WRITTEN EXERCISE: In the passage about coding habits, reproduce everything from "One of the tasks" down to "days on end." word for word.

SUPPLIED PASSAGE:

++++++++

One of the tasks I've taken on in previous projects is organizing my team's code. Not only is it a great way to learn how the code works, but it's also an important skill to become proficient in. Make an organization system that works for you (mine is quite similar to the one described above) and put it into practice for every project, big or small.

7. Not taking breaks

I'll let you in on a little secret: you write bad code when you don't take breaks.

Hustle culture is still alive and well in tech, where it's not abnormal to work 90-hour weeks, only getting up once in a while to refill your soda and not seeing the sun for days on end.

While it may seem like your boss owns you, they don't own your health (both physical, mental, and emotional).

So I want you to pledge right now that you'll get at least one hour of activity a day, you'll drink something other than soda at least twice a day (water is a good place to start, coffee doesn't count), you'll get outside at least once a day, and you'll try to eat food that isn't takeout.

++++++++

Collected data:
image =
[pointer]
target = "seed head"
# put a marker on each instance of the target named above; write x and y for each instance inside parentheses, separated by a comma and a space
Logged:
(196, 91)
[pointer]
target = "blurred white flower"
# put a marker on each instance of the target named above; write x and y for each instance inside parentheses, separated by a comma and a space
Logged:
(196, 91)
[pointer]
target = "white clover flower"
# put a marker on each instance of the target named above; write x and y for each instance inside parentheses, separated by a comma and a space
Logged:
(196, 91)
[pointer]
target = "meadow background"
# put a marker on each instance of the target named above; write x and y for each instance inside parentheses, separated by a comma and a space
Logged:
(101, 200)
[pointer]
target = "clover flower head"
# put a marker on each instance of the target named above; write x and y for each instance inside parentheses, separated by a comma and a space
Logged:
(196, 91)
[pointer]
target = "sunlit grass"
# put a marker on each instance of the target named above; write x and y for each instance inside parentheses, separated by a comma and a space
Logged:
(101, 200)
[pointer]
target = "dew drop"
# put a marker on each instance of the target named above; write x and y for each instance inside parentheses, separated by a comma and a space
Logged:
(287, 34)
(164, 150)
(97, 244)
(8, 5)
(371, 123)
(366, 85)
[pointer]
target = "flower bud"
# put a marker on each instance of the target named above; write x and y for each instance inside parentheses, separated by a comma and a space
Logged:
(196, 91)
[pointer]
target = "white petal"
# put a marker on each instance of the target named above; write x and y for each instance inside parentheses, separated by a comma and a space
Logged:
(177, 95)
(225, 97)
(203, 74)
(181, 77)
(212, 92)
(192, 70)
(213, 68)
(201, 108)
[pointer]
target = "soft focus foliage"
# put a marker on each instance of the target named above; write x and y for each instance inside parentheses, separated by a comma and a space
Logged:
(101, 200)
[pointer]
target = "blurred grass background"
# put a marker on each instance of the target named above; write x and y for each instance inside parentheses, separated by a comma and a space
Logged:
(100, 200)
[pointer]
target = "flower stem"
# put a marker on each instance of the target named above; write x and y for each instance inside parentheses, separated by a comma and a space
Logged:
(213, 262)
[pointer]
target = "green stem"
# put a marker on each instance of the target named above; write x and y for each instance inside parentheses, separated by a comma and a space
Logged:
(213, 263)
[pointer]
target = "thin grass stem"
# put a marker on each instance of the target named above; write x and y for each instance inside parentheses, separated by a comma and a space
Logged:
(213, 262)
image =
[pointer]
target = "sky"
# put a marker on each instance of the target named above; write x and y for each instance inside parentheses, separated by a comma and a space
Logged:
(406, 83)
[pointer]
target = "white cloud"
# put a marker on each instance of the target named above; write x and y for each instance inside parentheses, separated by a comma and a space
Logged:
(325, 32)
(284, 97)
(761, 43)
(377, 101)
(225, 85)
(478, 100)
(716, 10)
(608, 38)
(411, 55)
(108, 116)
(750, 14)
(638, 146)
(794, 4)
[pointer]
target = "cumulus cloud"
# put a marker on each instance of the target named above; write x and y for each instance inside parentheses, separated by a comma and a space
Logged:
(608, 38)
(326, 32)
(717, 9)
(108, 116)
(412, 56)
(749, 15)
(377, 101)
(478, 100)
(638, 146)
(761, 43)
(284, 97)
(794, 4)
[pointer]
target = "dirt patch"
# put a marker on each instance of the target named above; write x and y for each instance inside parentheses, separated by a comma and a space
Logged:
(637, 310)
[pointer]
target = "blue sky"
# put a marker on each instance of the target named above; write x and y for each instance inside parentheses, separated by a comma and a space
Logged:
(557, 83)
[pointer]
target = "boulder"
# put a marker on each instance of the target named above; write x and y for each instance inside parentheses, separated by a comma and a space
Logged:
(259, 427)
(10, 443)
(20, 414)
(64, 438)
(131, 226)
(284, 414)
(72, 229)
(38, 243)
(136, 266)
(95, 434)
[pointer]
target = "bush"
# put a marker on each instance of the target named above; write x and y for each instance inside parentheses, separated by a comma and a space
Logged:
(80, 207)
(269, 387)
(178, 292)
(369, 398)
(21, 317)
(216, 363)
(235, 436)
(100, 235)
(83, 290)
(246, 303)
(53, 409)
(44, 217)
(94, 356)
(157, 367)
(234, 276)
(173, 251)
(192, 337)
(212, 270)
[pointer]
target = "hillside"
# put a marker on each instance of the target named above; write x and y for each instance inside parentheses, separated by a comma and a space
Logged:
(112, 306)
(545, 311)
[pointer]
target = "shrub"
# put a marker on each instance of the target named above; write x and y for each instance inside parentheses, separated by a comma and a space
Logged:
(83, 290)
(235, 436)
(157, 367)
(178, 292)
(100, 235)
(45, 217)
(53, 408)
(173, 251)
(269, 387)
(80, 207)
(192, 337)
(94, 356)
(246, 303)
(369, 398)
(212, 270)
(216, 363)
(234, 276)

++++++++

RESULT FOR THIS TASK:
One of the tasks I've taken on in previous projects is organizing my team's code. Not only is it a great way to learn how the code works, but it's also an important skill to become proficient in. Make an organization system that works for you (mine is quite similar to the one described above) and put it into practice for every project, big or small.

7. Not taking breaks

I'll let you in on a little secret: you write bad code when you don't take breaks.

Hustle culture is still alive and well in tech, where it's not abnormal to work 90-hour weeks, only getting up once in a while to refill your soda and not seeing the sun for days on end.